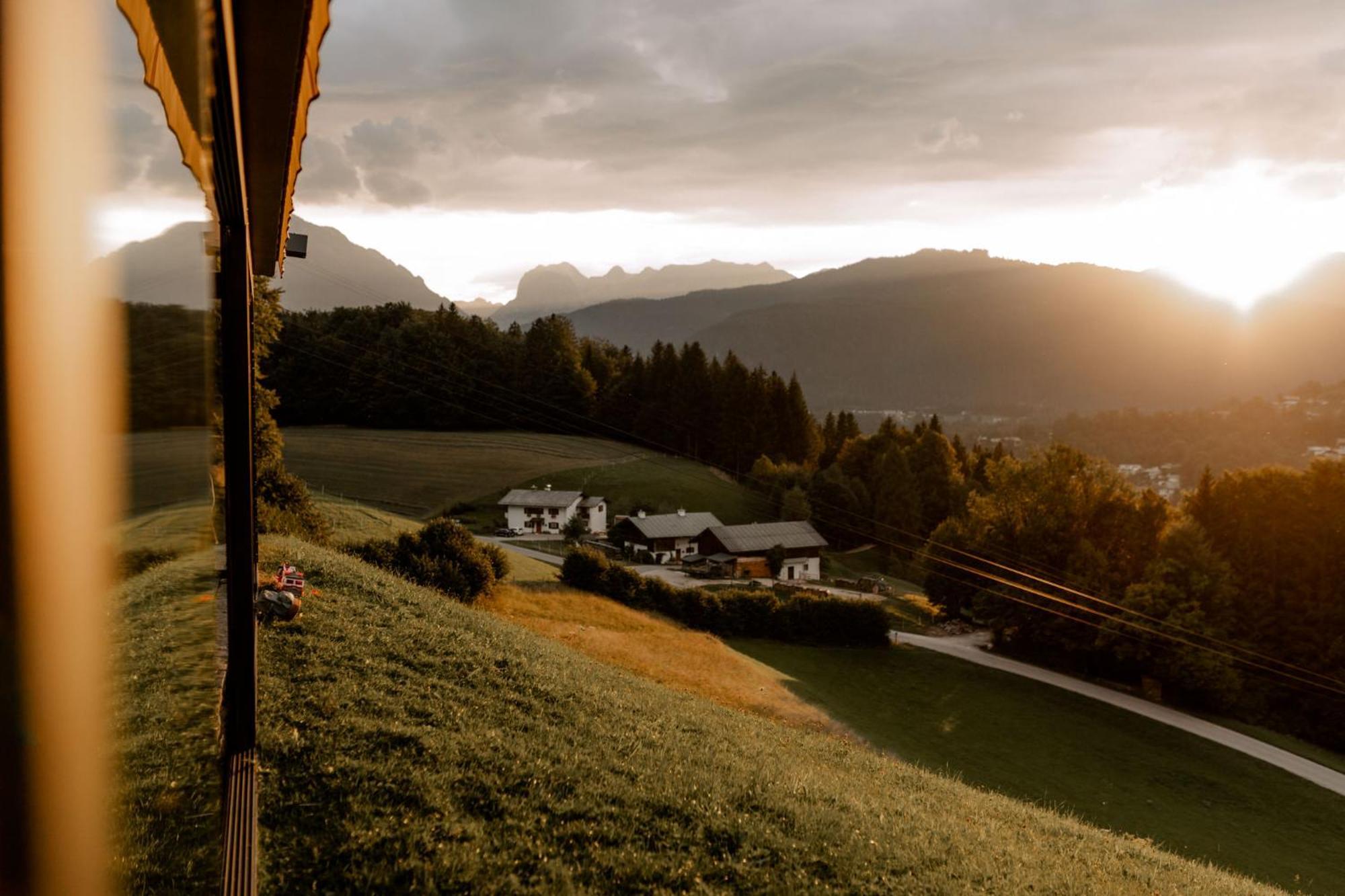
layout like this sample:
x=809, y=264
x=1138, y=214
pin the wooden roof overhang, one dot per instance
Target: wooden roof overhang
x=236, y=79
x=276, y=56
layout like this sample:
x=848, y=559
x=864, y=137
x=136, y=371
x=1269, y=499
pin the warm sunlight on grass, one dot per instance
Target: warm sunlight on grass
x=664, y=651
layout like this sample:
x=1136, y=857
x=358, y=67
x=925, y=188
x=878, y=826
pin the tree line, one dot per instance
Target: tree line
x=1233, y=602
x=396, y=366
x=1250, y=561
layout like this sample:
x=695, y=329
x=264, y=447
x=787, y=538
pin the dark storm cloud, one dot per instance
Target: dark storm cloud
x=328, y=174
x=796, y=107
x=145, y=153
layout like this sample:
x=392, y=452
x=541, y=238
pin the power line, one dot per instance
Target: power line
x=941, y=560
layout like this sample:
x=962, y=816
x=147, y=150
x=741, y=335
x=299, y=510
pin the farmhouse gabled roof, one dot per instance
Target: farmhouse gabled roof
x=540, y=498
x=675, y=525
x=761, y=537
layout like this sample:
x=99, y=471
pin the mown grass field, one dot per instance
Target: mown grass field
x=167, y=801
x=167, y=467
x=414, y=743
x=657, y=649
x=1056, y=748
x=661, y=485
x=422, y=474
x=353, y=521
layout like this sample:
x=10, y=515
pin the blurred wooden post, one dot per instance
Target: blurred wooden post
x=64, y=386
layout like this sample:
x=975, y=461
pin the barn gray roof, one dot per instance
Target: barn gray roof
x=540, y=498
x=675, y=525
x=761, y=537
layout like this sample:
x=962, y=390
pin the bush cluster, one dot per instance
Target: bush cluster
x=442, y=555
x=735, y=612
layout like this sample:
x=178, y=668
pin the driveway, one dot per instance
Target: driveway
x=528, y=552
x=972, y=647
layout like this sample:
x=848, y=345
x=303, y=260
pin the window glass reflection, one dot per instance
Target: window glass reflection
x=167, y=651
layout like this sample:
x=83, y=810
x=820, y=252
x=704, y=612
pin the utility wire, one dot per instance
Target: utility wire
x=946, y=561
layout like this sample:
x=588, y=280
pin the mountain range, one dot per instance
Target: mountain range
x=549, y=290
x=931, y=331
x=169, y=270
x=968, y=331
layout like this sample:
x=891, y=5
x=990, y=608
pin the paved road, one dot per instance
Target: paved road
x=970, y=647
x=528, y=552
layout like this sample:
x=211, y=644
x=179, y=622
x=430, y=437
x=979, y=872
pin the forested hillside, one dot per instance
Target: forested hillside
x=401, y=368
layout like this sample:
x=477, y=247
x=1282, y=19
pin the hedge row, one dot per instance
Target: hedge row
x=734, y=614
x=443, y=556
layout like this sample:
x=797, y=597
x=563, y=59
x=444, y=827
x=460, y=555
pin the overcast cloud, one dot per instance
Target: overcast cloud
x=805, y=110
x=471, y=140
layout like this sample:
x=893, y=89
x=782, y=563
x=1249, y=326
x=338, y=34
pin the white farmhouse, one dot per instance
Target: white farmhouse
x=547, y=512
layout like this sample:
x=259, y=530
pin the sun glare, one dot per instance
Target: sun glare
x=1243, y=233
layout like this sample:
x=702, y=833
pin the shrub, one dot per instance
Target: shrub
x=735, y=612
x=443, y=556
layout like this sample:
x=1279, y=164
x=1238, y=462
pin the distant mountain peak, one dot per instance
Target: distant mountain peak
x=337, y=272
x=562, y=288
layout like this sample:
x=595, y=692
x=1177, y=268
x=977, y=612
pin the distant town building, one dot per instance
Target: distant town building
x=1164, y=479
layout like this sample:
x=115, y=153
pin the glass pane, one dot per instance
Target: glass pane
x=155, y=231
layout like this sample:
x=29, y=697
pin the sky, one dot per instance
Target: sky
x=471, y=140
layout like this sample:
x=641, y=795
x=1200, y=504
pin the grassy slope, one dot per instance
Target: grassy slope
x=167, y=467
x=424, y=473
x=169, y=791
x=415, y=743
x=657, y=649
x=1113, y=768
x=353, y=521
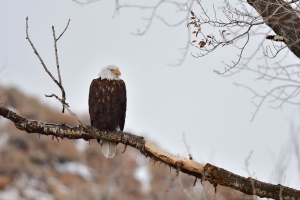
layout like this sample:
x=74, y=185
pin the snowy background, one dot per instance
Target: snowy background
x=164, y=102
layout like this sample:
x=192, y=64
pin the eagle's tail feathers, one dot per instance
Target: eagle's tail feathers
x=108, y=148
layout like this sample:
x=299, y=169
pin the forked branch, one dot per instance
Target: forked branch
x=213, y=174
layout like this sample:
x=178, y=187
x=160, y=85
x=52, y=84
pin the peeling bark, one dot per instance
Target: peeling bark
x=282, y=19
x=219, y=176
x=215, y=175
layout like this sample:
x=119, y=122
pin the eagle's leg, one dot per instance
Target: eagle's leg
x=108, y=148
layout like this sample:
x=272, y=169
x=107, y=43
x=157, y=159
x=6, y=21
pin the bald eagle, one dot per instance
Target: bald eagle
x=107, y=105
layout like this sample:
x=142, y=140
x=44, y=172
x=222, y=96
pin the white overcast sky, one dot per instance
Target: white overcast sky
x=164, y=102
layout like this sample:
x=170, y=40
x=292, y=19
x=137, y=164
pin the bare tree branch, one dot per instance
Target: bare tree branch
x=58, y=83
x=213, y=174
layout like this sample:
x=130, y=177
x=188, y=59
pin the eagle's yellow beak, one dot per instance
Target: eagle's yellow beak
x=117, y=72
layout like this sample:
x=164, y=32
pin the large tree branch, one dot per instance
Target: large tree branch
x=213, y=174
x=282, y=19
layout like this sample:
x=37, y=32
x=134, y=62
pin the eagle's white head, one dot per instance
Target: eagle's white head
x=110, y=72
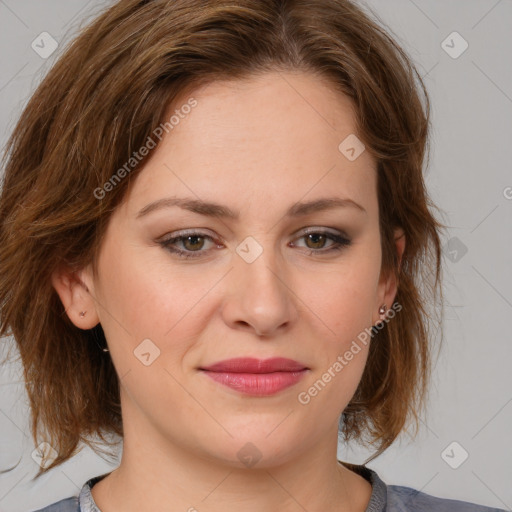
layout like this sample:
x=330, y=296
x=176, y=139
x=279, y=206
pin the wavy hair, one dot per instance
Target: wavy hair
x=105, y=95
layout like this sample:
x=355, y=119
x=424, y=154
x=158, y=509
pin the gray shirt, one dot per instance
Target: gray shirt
x=384, y=498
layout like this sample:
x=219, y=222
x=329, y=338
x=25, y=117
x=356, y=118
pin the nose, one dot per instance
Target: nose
x=260, y=296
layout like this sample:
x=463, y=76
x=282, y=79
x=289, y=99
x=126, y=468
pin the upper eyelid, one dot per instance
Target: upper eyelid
x=299, y=233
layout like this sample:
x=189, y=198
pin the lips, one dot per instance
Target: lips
x=257, y=377
x=253, y=365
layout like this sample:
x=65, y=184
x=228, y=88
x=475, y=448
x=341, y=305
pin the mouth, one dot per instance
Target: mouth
x=258, y=377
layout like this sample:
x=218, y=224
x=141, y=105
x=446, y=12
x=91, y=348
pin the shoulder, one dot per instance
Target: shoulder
x=405, y=499
x=65, y=505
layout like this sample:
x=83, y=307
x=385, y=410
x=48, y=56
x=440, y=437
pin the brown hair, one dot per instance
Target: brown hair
x=99, y=103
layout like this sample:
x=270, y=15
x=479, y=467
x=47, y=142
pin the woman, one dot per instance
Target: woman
x=213, y=226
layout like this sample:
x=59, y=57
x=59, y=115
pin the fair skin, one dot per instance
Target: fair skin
x=256, y=146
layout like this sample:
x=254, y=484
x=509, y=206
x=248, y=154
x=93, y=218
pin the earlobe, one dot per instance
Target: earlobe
x=75, y=297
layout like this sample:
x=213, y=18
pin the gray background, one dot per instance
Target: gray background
x=469, y=177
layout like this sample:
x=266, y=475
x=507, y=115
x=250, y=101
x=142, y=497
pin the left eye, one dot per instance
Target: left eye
x=195, y=242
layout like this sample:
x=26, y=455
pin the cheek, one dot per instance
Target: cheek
x=147, y=298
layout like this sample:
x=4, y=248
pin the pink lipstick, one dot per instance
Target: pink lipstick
x=260, y=377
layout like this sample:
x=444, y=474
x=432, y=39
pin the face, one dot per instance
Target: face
x=181, y=287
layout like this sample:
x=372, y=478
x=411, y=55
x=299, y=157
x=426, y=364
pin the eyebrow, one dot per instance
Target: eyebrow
x=219, y=211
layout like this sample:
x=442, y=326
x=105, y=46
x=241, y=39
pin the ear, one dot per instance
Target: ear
x=76, y=296
x=388, y=284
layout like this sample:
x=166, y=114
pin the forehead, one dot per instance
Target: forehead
x=275, y=135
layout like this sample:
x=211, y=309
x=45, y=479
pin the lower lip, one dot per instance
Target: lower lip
x=260, y=384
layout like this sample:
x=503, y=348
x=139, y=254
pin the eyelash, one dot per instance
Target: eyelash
x=340, y=242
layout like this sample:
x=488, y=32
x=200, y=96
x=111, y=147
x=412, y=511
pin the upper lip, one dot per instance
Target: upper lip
x=253, y=365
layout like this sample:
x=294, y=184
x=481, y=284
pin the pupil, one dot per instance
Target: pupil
x=317, y=238
x=194, y=245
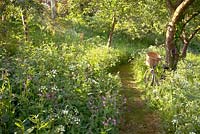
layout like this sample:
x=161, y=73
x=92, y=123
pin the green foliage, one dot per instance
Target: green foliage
x=177, y=96
x=60, y=89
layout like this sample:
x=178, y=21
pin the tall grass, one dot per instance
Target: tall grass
x=177, y=96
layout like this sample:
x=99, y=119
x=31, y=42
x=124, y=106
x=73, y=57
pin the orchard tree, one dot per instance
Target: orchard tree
x=182, y=12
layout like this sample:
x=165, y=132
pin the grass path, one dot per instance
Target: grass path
x=138, y=118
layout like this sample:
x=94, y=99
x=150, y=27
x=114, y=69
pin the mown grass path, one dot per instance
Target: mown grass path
x=137, y=118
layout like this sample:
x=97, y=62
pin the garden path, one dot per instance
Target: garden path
x=137, y=118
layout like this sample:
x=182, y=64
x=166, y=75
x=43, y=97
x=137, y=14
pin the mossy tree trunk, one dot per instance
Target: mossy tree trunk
x=176, y=10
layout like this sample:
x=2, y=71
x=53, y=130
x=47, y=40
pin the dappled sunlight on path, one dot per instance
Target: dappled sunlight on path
x=137, y=118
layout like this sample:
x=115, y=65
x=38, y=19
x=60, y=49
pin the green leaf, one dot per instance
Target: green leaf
x=30, y=130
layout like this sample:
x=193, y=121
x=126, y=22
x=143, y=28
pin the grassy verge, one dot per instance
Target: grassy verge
x=177, y=97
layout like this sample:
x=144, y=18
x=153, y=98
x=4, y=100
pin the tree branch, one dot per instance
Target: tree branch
x=193, y=34
x=180, y=9
x=178, y=2
x=170, y=6
x=189, y=19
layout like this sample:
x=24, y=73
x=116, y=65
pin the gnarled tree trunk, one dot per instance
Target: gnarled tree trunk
x=176, y=10
x=114, y=21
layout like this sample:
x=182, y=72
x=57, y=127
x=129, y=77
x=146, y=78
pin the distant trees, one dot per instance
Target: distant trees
x=183, y=25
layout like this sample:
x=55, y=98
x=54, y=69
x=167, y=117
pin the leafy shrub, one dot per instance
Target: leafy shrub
x=177, y=97
x=60, y=89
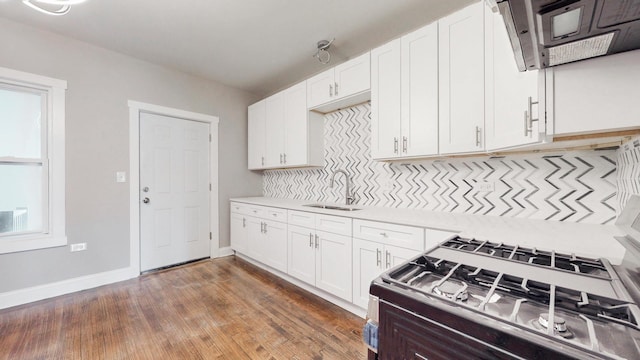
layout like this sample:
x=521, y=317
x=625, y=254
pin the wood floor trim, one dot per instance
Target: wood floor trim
x=224, y=308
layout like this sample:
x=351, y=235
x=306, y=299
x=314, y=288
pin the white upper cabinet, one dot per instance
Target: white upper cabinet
x=419, y=102
x=597, y=95
x=404, y=96
x=256, y=135
x=512, y=96
x=352, y=77
x=320, y=88
x=462, y=82
x=275, y=130
x=385, y=100
x=283, y=133
x=344, y=85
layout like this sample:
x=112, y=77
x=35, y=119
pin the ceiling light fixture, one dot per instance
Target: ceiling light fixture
x=323, y=51
x=61, y=7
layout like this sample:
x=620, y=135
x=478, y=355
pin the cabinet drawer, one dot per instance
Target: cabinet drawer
x=275, y=214
x=398, y=235
x=333, y=224
x=255, y=210
x=239, y=208
x=302, y=218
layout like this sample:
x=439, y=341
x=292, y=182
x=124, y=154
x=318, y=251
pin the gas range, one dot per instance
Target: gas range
x=550, y=304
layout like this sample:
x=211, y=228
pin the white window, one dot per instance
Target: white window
x=32, y=190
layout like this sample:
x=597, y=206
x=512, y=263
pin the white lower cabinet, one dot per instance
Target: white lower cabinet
x=319, y=251
x=378, y=247
x=260, y=233
x=239, y=233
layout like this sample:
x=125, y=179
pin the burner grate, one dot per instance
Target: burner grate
x=549, y=259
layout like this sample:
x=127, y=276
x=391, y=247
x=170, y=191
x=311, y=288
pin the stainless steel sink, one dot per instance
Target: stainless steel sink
x=331, y=207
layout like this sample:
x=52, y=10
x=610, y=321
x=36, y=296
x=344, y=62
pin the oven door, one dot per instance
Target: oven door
x=405, y=335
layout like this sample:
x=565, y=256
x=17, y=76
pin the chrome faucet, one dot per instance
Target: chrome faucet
x=347, y=194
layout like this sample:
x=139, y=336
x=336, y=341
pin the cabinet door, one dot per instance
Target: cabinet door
x=255, y=239
x=394, y=255
x=419, y=78
x=295, y=125
x=352, y=77
x=333, y=264
x=276, y=245
x=274, y=130
x=509, y=93
x=597, y=95
x=367, y=265
x=301, y=254
x=256, y=138
x=461, y=79
x=385, y=100
x=320, y=89
x=238, y=233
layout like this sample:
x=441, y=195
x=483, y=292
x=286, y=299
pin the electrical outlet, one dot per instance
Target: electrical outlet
x=78, y=247
x=485, y=186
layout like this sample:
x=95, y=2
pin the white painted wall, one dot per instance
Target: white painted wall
x=100, y=82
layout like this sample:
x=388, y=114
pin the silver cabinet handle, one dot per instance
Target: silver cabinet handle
x=529, y=117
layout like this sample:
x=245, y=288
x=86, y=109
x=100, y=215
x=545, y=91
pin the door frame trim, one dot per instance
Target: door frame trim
x=135, y=108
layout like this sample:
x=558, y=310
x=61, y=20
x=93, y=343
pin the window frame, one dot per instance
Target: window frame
x=53, y=163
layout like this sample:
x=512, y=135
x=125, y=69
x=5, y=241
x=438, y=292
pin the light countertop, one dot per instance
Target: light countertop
x=589, y=240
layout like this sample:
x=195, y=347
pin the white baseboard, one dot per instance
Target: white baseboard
x=352, y=308
x=225, y=251
x=40, y=292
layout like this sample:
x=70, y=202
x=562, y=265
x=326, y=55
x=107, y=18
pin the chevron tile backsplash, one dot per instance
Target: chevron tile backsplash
x=578, y=186
x=628, y=171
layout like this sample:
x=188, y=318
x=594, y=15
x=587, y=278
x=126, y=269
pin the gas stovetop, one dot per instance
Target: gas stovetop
x=572, y=300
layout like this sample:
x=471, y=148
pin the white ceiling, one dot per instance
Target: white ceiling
x=259, y=46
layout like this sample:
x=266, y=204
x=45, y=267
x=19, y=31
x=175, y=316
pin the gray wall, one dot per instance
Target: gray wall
x=100, y=83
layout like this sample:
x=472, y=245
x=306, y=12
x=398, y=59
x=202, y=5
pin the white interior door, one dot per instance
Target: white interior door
x=174, y=191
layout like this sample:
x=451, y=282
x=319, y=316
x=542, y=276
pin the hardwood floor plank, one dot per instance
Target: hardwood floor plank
x=215, y=309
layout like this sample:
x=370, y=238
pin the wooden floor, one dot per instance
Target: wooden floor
x=215, y=309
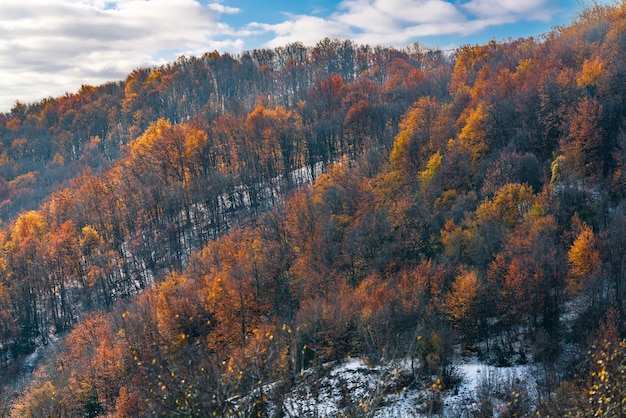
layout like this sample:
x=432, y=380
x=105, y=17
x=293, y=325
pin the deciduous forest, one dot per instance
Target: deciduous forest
x=203, y=237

***

* _Instructions for the task_
Render the listing from its start through the line containing "x=968, y=331" as a JSON list of strings, one string per line, with blank lines and pictures left out.

* _Output for this task_
[
  "layout like this sample:",
  "x=809, y=264",
  "x=1138, y=214",
  "pin the wooden roof overhang, one dot per instance",
  "Target: wooden roof overhang",
  "x=236, y=79",
  "x=276, y=56",
  "layout like this sample:",
  "x=848, y=559",
  "x=864, y=137",
  "x=136, y=371",
  "x=1269, y=499",
  "pin the warm sunlight on grass, one dot per instance",
  "Target: warm sunlight on grass",
  "x=664, y=651",
  "layout like this sample:",
  "x=1136, y=857",
  "x=358, y=67",
  "x=925, y=188",
  "x=878, y=826",
  "pin the tree line, one dot per instance",
  "Target: tree line",
  "x=1233, y=602",
  "x=396, y=366",
  "x=1250, y=561",
  "layout like this sample:",
  "x=695, y=329",
  "x=264, y=447",
  "x=787, y=538",
  "pin the dark storm cloud, one dot per instance",
  "Target: dark storm cloud",
  "x=328, y=174",
  "x=796, y=107",
  "x=145, y=153",
  "layout like this sample:",
  "x=392, y=452",
  "x=541, y=238",
  "pin the power line, one dot per instance",
  "Target: power line",
  "x=941, y=560",
  "layout like this sample:",
  "x=962, y=816",
  "x=147, y=150",
  "x=741, y=335",
  "x=299, y=510",
  "pin the farmhouse gabled roof, one dot per instance",
  "Target: farmhouse gabled roof",
  "x=540, y=498",
  "x=675, y=525",
  "x=761, y=537",
  "layout like this sample:",
  "x=99, y=471",
  "pin the mown grass field, one dot per instance",
  "Target: mown grass field",
  "x=167, y=801",
  "x=167, y=467",
  "x=414, y=743",
  "x=657, y=649",
  "x=1056, y=748",
  "x=661, y=485",
  "x=422, y=474",
  "x=353, y=521",
  "layout like this sample:",
  "x=10, y=515",
  "pin the blurred wooden post, one dot per instance",
  "Target: blurred wooden post",
  "x=64, y=386",
  "layout like this sample:",
  "x=975, y=461",
  "pin the barn gray roof, one dot per instance",
  "Target: barn gray roof",
  "x=540, y=498",
  "x=675, y=525",
  "x=761, y=537",
  "layout like this sample:",
  "x=962, y=390",
  "pin the bush cluster, one dot per instance",
  "Target: bush cluster",
  "x=442, y=555",
  "x=735, y=612",
  "layout like this sample:",
  "x=178, y=668",
  "pin the driveway, one dot per instance",
  "Target: driveway",
  "x=528, y=552",
  "x=972, y=647",
  "layout like this sample:",
  "x=848, y=345",
  "x=303, y=260",
  "pin the window glass reflection, one dot per instance",
  "Target: window glass reflection",
  "x=167, y=651",
  "layout like this sample:",
  "x=83, y=810",
  "x=820, y=252",
  "x=704, y=612",
  "pin the utility wire, one dot per instance",
  "Target: utility wire",
  "x=946, y=561",
  "layout like this sample:",
  "x=588, y=280",
  "pin the mountain range, one dot per instance",
  "Target: mountain range",
  "x=549, y=290",
  "x=931, y=331",
  "x=169, y=270",
  "x=968, y=331"
]